#### Task A:
Please pick out every line of the records below that contains the string "flower" and copy those lines.

#### Article:
Bill Marshall (co-founder, TIFF): I was sitting in Mayor David Crombie’s office one day – I was his chief of staff – and I was tired of listening to city councillors yammering on. My business partner, Henk [Van der Kolk] and I had a production company, and we both asked ourselves, when are we going to make real movies?

Henk Van der Kolk (co-founder, TIFF): We were making industrial pictures, educational films. But we thought that by starting a film festival, we would get the world to recognize us. To say, we’re here!

Marshall: The only movies being made in Canada were documentaries by Allan King. There was no feature film industry per se. Just Americans coming in and using us as a backdrop.

In 1976 at Cannes, Marshall and Cohl announced plans for Toronto’s first “Festival of Festivals,” with Van der Kolk choosing to stay out of the spotlight to handle the financial side of things. The issue of who, exactly, came up with the germ of the idea remains a matter of contention.

Van der Kolk: It’s not any one person who did it. We had Dusty, who liked being around show business. He was a friend of Bill’s, who then came to me. We all agreed, hey, doing a festival would suit our druthers for the future of the film industry in Canada. Without any one of three who became acknowledged as the founders of the festival, it would not have happened.

Brian D. Johnson (president of the Toronto Film Critics Association, and director of 2015 TIFF selection Al Purdy Was Here): People always say the festival sold out to Hollywood, but it didn’t – that was always the plan. It was cooked up by people on the terrace of the Carlton in Cannes! If ever there was an unholy alliance between high-pedigree art-house cinema and glitz, it’s Cannes. They wanted to produce that in Toronto.

Aside from such Hollywood players as Liza Minelli, Peter O'Toole and producer Dino De Laurentiis, celebrities were few and far between during TIFF's early years. (TIFF Film Reference Library)

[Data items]
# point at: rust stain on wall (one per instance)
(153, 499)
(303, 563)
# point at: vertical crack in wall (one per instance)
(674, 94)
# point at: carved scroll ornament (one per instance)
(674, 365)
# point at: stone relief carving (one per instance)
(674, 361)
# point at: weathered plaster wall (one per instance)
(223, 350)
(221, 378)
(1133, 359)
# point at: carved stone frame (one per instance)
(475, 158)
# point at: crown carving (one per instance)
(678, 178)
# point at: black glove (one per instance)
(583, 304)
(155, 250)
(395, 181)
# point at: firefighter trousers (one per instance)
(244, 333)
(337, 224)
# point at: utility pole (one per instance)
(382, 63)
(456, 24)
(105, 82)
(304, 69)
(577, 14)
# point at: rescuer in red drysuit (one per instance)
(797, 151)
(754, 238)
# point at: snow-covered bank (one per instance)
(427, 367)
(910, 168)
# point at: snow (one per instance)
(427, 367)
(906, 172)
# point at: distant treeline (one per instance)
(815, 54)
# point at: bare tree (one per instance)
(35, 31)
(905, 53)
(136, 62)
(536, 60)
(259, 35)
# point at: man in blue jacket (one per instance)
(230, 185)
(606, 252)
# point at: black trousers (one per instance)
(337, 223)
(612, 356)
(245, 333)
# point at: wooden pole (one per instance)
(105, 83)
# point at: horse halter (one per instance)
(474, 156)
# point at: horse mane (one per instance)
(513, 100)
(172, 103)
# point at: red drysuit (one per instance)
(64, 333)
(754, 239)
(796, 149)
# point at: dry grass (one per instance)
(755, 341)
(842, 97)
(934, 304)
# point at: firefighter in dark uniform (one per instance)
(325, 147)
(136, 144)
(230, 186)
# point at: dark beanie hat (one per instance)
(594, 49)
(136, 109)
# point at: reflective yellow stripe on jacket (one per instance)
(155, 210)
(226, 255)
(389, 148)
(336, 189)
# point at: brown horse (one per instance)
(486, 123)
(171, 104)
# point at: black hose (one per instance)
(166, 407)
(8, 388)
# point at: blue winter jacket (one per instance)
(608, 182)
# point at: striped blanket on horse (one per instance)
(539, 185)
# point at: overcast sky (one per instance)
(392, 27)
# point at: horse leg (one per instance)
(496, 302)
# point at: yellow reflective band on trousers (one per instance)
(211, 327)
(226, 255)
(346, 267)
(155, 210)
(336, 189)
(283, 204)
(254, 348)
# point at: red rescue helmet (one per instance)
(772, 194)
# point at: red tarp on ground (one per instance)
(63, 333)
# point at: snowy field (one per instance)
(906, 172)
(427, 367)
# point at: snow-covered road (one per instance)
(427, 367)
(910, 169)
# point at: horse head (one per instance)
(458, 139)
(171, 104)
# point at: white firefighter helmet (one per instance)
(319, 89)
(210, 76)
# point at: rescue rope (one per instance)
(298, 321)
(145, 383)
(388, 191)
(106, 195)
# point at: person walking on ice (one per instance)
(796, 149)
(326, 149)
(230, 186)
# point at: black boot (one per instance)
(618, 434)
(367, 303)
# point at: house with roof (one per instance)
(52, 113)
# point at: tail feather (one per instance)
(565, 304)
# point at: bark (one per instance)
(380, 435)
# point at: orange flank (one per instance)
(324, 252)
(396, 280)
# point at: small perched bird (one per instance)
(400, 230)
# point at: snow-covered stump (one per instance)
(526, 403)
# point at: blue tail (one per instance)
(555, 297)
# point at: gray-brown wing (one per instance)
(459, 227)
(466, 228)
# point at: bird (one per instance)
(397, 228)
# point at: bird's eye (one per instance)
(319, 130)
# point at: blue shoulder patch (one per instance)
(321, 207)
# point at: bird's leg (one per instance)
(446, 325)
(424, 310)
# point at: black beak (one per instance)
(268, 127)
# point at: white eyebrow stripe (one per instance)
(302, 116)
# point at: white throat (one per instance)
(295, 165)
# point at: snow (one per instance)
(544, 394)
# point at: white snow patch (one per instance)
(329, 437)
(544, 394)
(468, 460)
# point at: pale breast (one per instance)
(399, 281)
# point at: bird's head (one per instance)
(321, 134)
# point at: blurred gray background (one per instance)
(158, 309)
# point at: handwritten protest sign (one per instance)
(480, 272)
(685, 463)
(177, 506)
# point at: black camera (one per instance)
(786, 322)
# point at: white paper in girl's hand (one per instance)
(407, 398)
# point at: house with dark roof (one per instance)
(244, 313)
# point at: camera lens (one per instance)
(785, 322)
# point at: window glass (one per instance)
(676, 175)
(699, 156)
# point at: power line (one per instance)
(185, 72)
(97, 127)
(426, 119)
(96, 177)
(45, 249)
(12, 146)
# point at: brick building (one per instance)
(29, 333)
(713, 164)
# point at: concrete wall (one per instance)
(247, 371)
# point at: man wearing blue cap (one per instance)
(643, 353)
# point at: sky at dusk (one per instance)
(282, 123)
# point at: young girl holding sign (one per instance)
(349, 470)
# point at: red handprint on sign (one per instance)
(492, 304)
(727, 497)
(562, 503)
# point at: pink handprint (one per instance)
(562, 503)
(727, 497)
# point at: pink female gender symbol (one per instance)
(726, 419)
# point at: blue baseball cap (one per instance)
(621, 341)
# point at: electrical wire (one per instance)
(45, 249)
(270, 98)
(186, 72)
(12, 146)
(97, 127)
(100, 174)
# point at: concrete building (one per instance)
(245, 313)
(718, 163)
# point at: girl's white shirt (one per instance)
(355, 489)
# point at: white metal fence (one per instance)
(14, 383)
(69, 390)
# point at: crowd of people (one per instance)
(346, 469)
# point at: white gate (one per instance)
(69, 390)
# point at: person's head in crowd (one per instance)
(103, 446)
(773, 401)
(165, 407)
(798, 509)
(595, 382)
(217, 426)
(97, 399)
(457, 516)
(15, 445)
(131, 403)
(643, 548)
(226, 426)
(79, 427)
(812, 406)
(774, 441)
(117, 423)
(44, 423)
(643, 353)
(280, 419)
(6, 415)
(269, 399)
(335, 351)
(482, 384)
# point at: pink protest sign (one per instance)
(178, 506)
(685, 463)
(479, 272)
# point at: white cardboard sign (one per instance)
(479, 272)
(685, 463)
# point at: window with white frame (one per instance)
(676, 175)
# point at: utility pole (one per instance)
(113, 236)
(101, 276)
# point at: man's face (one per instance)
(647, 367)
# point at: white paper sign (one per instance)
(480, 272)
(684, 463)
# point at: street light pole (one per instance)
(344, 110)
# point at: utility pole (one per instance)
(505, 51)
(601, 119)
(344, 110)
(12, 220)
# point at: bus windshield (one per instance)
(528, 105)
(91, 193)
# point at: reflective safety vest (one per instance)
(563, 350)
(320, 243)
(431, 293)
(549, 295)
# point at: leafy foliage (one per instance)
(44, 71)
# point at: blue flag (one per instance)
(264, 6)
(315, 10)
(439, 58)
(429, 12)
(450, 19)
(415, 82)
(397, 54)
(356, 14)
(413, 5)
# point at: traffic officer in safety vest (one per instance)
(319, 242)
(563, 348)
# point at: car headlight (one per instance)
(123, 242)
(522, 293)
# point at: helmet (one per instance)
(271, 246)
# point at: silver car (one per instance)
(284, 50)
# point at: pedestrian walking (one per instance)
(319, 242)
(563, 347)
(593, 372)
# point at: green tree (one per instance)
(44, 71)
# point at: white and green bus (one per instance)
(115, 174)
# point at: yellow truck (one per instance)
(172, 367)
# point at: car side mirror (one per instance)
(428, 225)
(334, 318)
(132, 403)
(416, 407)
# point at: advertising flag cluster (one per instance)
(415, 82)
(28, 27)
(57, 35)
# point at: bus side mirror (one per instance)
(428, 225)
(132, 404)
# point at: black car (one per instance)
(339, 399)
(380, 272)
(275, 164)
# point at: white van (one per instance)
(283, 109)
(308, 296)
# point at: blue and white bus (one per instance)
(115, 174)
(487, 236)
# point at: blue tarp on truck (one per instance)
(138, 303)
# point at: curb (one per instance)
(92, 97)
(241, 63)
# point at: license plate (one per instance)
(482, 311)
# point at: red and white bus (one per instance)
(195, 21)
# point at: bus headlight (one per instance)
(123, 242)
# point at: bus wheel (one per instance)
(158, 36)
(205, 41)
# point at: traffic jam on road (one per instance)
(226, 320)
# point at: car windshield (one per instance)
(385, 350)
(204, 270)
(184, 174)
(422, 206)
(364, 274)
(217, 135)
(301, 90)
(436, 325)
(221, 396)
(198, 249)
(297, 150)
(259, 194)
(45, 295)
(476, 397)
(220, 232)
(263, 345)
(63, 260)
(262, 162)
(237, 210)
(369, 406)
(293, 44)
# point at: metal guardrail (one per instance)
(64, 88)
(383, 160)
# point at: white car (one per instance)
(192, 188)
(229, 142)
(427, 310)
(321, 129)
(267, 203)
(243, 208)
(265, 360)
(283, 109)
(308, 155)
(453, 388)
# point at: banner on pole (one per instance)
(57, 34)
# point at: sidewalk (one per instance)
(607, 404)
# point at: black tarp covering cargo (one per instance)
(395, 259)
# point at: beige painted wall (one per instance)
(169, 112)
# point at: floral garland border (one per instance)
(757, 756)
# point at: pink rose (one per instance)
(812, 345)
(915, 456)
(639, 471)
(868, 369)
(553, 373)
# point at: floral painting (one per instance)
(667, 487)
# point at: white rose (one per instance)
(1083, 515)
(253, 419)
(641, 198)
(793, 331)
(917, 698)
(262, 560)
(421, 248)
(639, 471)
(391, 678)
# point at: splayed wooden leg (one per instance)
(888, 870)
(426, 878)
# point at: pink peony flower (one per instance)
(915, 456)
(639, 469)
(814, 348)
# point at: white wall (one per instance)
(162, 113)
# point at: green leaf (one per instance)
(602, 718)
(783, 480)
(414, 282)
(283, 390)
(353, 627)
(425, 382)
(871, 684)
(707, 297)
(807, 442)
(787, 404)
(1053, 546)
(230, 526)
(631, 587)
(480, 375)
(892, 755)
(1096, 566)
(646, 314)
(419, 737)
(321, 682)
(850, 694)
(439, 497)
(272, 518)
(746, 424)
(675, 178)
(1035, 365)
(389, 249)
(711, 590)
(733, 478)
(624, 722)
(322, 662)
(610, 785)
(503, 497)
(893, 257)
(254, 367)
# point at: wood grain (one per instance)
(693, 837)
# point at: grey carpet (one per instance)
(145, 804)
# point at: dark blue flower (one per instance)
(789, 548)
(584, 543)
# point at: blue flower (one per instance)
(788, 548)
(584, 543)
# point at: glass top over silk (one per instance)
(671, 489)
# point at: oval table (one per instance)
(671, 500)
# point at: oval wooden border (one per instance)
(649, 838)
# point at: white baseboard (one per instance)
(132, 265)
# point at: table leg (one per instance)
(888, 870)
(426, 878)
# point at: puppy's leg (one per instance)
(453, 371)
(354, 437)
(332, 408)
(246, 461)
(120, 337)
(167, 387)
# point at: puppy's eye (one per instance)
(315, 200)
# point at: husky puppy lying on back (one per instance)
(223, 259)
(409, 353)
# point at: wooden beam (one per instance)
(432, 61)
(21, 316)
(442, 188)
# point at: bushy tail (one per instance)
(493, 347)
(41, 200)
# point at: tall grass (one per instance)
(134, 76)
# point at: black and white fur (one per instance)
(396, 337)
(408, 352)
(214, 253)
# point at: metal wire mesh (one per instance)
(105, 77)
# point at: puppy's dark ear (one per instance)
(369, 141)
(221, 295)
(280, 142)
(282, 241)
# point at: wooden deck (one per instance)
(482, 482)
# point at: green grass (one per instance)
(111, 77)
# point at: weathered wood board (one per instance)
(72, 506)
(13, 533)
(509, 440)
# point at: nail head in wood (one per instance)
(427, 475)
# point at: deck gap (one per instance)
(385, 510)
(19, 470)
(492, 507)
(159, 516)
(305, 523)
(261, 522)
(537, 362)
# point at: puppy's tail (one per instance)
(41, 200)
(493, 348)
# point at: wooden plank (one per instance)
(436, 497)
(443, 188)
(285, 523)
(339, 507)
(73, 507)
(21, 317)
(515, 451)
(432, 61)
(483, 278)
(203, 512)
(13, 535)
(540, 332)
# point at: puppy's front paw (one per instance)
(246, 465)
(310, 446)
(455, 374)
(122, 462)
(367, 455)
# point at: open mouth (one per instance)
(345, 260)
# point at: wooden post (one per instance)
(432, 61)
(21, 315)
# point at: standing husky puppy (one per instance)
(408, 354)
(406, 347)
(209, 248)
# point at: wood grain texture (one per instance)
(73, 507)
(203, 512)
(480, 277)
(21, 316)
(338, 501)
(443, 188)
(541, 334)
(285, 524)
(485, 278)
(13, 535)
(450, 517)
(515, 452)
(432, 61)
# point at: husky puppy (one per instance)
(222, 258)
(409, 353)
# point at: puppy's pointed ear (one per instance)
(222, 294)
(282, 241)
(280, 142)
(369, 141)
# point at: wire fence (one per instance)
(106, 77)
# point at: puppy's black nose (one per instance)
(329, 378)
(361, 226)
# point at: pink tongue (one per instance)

#### Task B:
In the account of TIFF's founding, who chose to stay out of the spotlight and handle the festival's financial side?

#### Written response A:
# point at: pink peony flower (one per instance)
# point at: dark blue flower (one per instance)
# point at: blue flower (one per instance)

#### Written response B:
Henk Van der Kolk